COMPLÉTEZ CE QUI SUIT:
A) Relevez, dans le texte sur le musée Léon-Dierx, tous les artistes dont des œuvres rejoignent les collections du musée par legs ou par achat.
B) Poursuivez le texte sur les collections du musée Léon-Dierx à partir de sa dernière phrase.

TEXTE FOURNI:
Marcel Busson, Route de Hell-Bourg, 1937

Un élan interrompu

Durant les 20 ans qui suivent l’ouverture du musée, le rythme de l’enrichissement des collections ralentit considérablement. L’essoufflement du comité de l’association du musée et le désengagement des Leblond après la Première Guerre mondiale, notamment d’Ary très investi dans l’organisation de l’Exposition coloniale de 1931 et dans la création du musée des Colonies, ancêtre du Musée du Quai Branly-Jacques Chirac, brisent le souffle créateur du musée Léon-Dierx. Une exception cependant : le legs fait en 1922 par un notable créole, Hervé Le Coat de Kervéguen, des dessins et peintures de sa mère, l’artiste Adèle Ferrand (1817-1848). Son œuvre – plus de 300 dessins et 24 peintures – s’inscrit dans le courant romantique de la peinture française des années 1830-1840.  

Jusqu'en 1938, quelques achats de peintures modernes complètent les fonds. Certaines oeuvres, dont une Bergère endormie d’Othon Friesz, sont achetées à l’occasion de l’exposition coloniale de 1938 à Saint-Denis. À l'exception de l'oeuvre de Friesz, ces acquisitions ne rivalisent pas avec la qualité des dons des années 1911-1914. 

Par ailleurs, le musée expose l’actualité artistique réunionnaise des années 1930. À l’issue de leurs expositions, les artistes bénéficient d’achats du musée : il s’agit essentiellement d’œuvres de Marcel Busson, professeur de dessin au lycée colonial et de Maurice Ménardeau, peintre de marine qui effectue plusieurs séjours dans la colonie. Ces jeunes artistes, au style résolument moderne, laissent des paysages dont la facture rompt avec l’héritage académique du siècle précédent. 

En 1939, Eugène Massinot, deuxième conservateur du musée Léon-Dierx, débute sa carrière par la rédaction d'un inventaire plus détaillé de la collection qui recense près de 1900 numéros.

ENTRÉES EXTRAITES:
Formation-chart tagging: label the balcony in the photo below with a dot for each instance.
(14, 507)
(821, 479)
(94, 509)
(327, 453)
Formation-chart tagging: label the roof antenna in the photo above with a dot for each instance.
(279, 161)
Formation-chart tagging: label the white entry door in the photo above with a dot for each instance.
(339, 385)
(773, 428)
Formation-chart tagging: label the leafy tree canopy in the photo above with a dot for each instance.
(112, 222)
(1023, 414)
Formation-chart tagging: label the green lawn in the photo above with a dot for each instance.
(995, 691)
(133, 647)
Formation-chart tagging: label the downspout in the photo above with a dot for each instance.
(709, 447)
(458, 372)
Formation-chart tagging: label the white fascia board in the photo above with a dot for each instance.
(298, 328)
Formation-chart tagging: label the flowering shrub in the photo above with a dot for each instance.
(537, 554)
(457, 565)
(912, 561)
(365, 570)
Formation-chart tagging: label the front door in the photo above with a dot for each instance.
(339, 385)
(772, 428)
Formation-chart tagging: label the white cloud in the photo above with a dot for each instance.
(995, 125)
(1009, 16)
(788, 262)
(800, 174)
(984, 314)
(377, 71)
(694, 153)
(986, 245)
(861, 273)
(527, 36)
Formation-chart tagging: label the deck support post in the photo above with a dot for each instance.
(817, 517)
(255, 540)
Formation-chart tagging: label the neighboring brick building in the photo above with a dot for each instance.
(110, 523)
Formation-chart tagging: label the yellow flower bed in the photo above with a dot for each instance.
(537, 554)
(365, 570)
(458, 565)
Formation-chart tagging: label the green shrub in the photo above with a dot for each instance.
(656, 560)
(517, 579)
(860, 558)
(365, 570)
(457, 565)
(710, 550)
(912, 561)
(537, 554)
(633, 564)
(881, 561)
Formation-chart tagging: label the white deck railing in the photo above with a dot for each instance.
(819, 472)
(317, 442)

RÉPONSES SUCCESSIVES:
A) Adèle Ferrand, Othon Friesz, Marcel Busson, Maurice Ménardeau

B)
Jean-Louis Forain, Ambroise Vollard, vers 1910

La donation Vollard

Ambroise Vollard, le célèbre marchand d’art d'origine réunionnaise, à qui l’on doit la découverte des principaux artistes du début du XXe siècle, avait modestement contribué au projet des Leblond en cédant au futur musée Léon Dierx deux œuvres. À son décès en 1939, il laisse à sa succession un nombre impressionnant de chefs-d’œuvre : le fonds de sa galerie et les planches non vendues de ses différentes éditions d’art. En 1947, son frère cadet, Lucien Vollard, qui a déjà dispersé une partie de son héritage, demande aux Leblond d’effectuer pour le musée Léon-Dierx une sélection d’œuvres afin d’en enrichir ses collections.

Ayant toujours la volonté de constituer un ensemble pédagogique et encyclopédique de l’art moderne, les Leblond sélectionnent 157 œuvres : 26 peintures, 25 dessins, 11 sculptures, 8 œuvres relevant des arts décoratifs et 87 estampes principalement éditées par Ambroise Vollard, témoignage de son rôle essentiel dans le renouveau de l’édition d’estampes originales et du livre d’artiste. La donation arrive à La Réunion au mois d’août 1947 et est fortement associée au nouveau statut de l’île, puisqu'elle coïncide au changement qui transforme la colonie en département français rattachant plus fortement La Réunion à sa métropole.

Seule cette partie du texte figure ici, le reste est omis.